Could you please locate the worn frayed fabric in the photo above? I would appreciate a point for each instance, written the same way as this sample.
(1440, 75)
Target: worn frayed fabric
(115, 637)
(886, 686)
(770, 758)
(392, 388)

* * * *

▶ [Directions for this task]:
Retype every line of the listing exactly as it appears.

▶ [Answer area]:
Could you please locate the worn frayed fabric in the photo above? I would appreciate a point for each instance, written the same way as this sample.
(1440, 75)
Target: worn frayed fabric
(115, 637)
(886, 686)
(770, 758)
(392, 388)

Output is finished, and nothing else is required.